ENTRIES SUPPLIED —

((

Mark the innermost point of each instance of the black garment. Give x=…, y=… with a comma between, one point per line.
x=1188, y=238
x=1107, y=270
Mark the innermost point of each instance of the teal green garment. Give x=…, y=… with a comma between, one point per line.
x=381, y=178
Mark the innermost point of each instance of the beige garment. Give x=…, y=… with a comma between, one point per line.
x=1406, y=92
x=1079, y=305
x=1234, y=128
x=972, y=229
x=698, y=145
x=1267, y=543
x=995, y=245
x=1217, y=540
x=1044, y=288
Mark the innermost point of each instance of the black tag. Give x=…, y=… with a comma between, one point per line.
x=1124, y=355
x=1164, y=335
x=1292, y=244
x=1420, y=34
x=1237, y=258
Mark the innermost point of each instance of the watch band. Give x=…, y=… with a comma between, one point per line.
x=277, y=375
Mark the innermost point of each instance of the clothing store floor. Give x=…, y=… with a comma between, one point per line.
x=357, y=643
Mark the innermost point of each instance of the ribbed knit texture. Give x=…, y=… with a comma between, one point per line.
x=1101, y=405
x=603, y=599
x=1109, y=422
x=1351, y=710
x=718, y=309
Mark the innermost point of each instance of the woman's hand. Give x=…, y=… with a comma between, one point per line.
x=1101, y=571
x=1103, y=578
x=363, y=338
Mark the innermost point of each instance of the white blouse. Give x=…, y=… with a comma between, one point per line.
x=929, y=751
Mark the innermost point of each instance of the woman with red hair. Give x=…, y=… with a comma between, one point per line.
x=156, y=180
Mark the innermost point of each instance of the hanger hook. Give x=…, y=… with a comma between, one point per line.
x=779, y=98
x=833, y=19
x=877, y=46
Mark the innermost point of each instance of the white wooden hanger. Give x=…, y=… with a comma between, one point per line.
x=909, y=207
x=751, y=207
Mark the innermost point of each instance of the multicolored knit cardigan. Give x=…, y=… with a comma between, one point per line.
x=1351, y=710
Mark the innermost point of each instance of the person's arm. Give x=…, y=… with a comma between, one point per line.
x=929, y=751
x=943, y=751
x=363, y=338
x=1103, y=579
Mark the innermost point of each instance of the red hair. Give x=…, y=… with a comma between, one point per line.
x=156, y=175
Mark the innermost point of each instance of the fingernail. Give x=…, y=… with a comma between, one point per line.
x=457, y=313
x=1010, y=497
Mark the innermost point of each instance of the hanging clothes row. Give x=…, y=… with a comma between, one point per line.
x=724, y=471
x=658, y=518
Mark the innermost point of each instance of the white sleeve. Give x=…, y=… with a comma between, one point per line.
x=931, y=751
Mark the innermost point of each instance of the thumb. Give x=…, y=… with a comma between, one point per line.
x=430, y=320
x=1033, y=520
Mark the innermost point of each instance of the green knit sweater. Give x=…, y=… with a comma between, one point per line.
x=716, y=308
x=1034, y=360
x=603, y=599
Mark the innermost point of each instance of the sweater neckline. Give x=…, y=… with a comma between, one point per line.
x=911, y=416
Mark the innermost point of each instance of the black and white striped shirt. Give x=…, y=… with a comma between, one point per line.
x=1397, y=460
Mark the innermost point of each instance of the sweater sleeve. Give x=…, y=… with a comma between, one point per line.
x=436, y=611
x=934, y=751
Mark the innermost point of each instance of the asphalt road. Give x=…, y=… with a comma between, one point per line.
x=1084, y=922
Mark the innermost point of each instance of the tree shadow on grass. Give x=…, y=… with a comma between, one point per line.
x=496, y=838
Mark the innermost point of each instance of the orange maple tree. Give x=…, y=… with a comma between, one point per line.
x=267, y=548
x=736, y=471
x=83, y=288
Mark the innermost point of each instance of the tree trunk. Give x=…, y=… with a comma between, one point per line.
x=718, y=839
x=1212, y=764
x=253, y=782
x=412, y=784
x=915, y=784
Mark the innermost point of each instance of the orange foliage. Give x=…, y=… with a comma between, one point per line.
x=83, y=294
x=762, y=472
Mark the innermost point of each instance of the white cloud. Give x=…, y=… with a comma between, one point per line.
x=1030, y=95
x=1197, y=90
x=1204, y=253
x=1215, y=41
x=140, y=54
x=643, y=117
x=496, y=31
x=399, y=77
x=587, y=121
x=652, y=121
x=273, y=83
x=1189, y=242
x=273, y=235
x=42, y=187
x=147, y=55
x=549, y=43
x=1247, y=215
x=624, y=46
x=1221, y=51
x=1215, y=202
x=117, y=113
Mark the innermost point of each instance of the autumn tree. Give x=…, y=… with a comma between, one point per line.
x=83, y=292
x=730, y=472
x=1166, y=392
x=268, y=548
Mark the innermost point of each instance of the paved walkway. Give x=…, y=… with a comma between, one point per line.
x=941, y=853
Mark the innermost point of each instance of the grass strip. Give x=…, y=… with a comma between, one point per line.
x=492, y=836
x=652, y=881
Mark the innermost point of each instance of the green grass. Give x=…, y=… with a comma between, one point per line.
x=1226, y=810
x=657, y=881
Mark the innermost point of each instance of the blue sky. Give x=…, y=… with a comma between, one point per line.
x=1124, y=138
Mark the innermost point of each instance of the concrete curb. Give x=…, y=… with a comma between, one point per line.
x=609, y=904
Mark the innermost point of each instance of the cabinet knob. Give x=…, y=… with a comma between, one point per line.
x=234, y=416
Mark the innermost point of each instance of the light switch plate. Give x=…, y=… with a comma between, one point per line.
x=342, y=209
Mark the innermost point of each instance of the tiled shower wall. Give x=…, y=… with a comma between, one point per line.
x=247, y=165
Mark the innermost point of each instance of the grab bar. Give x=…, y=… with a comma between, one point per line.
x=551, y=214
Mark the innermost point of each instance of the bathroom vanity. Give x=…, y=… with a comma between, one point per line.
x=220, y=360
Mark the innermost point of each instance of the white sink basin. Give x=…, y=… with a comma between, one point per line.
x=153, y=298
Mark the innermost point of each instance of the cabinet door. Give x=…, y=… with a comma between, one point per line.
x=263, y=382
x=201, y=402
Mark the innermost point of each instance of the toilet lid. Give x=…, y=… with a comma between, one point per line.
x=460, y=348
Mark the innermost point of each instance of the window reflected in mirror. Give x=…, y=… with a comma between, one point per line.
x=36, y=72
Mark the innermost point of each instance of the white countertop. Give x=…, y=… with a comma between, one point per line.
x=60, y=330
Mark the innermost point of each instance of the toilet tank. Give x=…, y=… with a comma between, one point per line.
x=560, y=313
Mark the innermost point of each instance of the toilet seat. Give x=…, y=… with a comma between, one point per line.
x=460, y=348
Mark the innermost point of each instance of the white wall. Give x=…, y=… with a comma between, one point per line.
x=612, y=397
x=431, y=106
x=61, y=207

))

REQUIREMENT —
Each and every entry needs to be repeated exactly.

ANSWER SECTION —
Mark the innermost point of each instance of the black garment. Give x=…, y=… with a comma between, one point per line.
x=1188, y=238
x=1107, y=270
Mark the innermost point of each instance of the teal green garment. Give x=…, y=… with a comma between, one point per line.
x=381, y=178
Mark the innermost point of each instance of the beige garment. Give x=…, y=… with a comma between, one point per line.
x=1406, y=92
x=1079, y=305
x=1234, y=128
x=972, y=229
x=698, y=145
x=1267, y=543
x=995, y=245
x=1217, y=540
x=1044, y=288
Mark the innermost point of each instance of the black tag. Give x=…, y=… with a comma between, one point per line.
x=1124, y=355
x=1164, y=335
x=1292, y=244
x=1420, y=34
x=1237, y=258
Mark the innermost point of each instance of the watch band. Give x=…, y=… with a comma between, one point per line.
x=277, y=375
Mark the innermost point of each instance of the clothing store floor. Give x=…, y=… with a comma between, one point per line.
x=357, y=643
Mark the innermost point of each instance of the ribbed knit texture. Give x=…, y=… with a comma between, one point per line.
x=1101, y=405
x=603, y=599
x=1109, y=422
x=1351, y=710
x=718, y=309
Mark the innermost point of each instance of the woman's hand. Give x=…, y=… with a comma between, one point per line.
x=1101, y=571
x=1103, y=578
x=363, y=338
Mark the innermost point of each instance of the white blouse. Give x=…, y=… with a comma between, one point per line.
x=929, y=751
Mark the innermost point of each instance of the woman with red hair. Give x=…, y=… with a comma between, one point per line.
x=156, y=180
Mark the innermost point of each instance of the hanger hook. Give x=…, y=… with a comma between, one point per line.
x=779, y=98
x=833, y=19
x=877, y=46
Mark the innermost point of each instance of the white wooden hanger. Give x=…, y=… with a comma between, one point per line.
x=909, y=207
x=751, y=207
Mark the innermost point of each instance of the multicolored knit cardigan. Give x=…, y=… with a comma between, one point per line.
x=1351, y=710
Mark the innermost point of each instance of the person's arm. Give x=…, y=… with a comma between, one point per line.
x=929, y=751
x=943, y=751
x=363, y=338
x=1103, y=579
Mark the innermost point of each instance of the red hair. Give x=…, y=… with a comma between, one point per line.
x=156, y=175
Mark the innermost point of each instance of the fingernail. Give x=…, y=… with a comma between, one point per line.
x=457, y=313
x=1010, y=497
Mark the innermost point of each instance of the hanging clothes row. Give x=…, y=… with a comma between, one point per line.
x=724, y=471
x=658, y=518
Mark the innermost point of each instance of the white sleeve. Give x=…, y=… with a comma between, one point per line.
x=931, y=751
Mark the innermost point of each instance of the thumb. Give x=…, y=… with a comma between, one point per line.
x=430, y=320
x=1033, y=520
Mark the innermost point of each instance of the green knit sweater. Give x=…, y=… with a comma between, one point per line.
x=716, y=308
x=1034, y=360
x=603, y=599
Mark the innermost point of each instance of the sweater neckline. Give x=…, y=… with a comma between, one point per line.
x=911, y=416
Mark the innermost point of each instance of the black and white striped shirt. Give x=…, y=… with a comma between, one point per line.
x=1397, y=460
Mark the innermost point of each instance of the sweater sleeve. Give x=…, y=… with a comma between, one point per line.
x=436, y=611
x=934, y=751
Mark the innermost point of each instance of the asphalt road. Give x=…, y=… with a comma between, one point per line.
x=1084, y=922
Mark the innermost point of each instance of the tree shadow on grass. Give x=…, y=… with a comma between, one point per line.
x=496, y=838
Mark the innermost point of each instance of the orange maple tree. Give x=…, y=… with a comma between, one point per line.
x=267, y=548
x=736, y=471
x=83, y=288
Mark the innermost point of each instance of the tree trunk. Give x=…, y=… with a comma between, one point per line.
x=718, y=839
x=1212, y=764
x=253, y=782
x=412, y=784
x=915, y=784
Mark the innermost point of each instance of the orange foliage. Give x=…, y=… with a comma between, one point per line.
x=83, y=294
x=762, y=472
Mark the innermost point of each instance of the white cloud. Give x=…, y=… with a comma between, one point per line.
x=1030, y=95
x=1197, y=90
x=1204, y=253
x=1215, y=41
x=140, y=54
x=643, y=117
x=496, y=31
x=399, y=77
x=587, y=121
x=652, y=121
x=273, y=83
x=1189, y=242
x=273, y=235
x=42, y=187
x=147, y=55
x=549, y=43
x=1247, y=215
x=624, y=46
x=1221, y=51
x=1215, y=202
x=117, y=113
Mark the innermost point of each instance of the autumn tree. Give x=…, y=… with a comma between, one point per line.
x=83, y=292
x=730, y=472
x=1166, y=392
x=268, y=548
Mark the innermost point of each instance of the paved walkway. Give x=…, y=… with a comma between, one point per line.
x=941, y=853
Mark the innermost point of each instance of the grass strip. Give x=…, y=… with a comma between, one point per line.
x=492, y=836
x=652, y=881
Mark the innermost point of each instance of the green grass. Give x=…, y=… with a comma between, one point per line.
x=1226, y=810
x=657, y=881
Mark the innermost point of each instance of the blue sky. Give x=…, y=… with a comma between, one point per line.
x=1124, y=138
Mark the innermost point of each instance of the concrete curb. Give x=…, y=… with a comma between, one point per line.
x=609, y=904
Mark the innermost point of each instance of the cabinet knob. Give x=…, y=… with a comma between, one point per line.
x=234, y=416
Mark the innermost point of each instance of the light switch plate. Give x=…, y=… with a comma between, one point per line.
x=342, y=209
Mark the innermost point of each instance of the tiled shower wall. Give x=…, y=… with a comma between, one point per line.
x=247, y=165
Mark the innermost point of each instance of the grab bar. Give x=…, y=… with a comma between, one point per line.
x=551, y=214
Mark the innermost point of each instance of the bathroom vanity. Give x=…, y=… with a comma between, one point per line.
x=220, y=360
Mark the innermost point of each instance of the white sink basin. Give x=…, y=… with a comma between, one point per line.
x=153, y=298
Mark the innermost point of each instance of the cabinet door. Give x=…, y=… with a comma between, one point per line.
x=263, y=382
x=201, y=402
Mark the innermost point of each instance of the toilet lid. Give x=…, y=… with a comma between, one point per line.
x=460, y=348
Mark the innermost point of each instance of the window reflected in mirror. Give x=…, y=… with a comma between, one point per line.
x=36, y=72
Mark the innermost point of each instance of the white countertop. Give x=…, y=… with a comma between, one point per line.
x=60, y=330
Mark the innermost point of each instance of the toilet tank. Give x=…, y=… with a comma between, one point per line.
x=560, y=313
Mark the innermost point of each instance of the toilet seat. Give x=…, y=… with a comma between, one point per line.
x=460, y=348
Mark the innermost point of each instance of the white wall. Give x=…, y=… with a comma between, one point per line.
x=612, y=397
x=431, y=106
x=61, y=207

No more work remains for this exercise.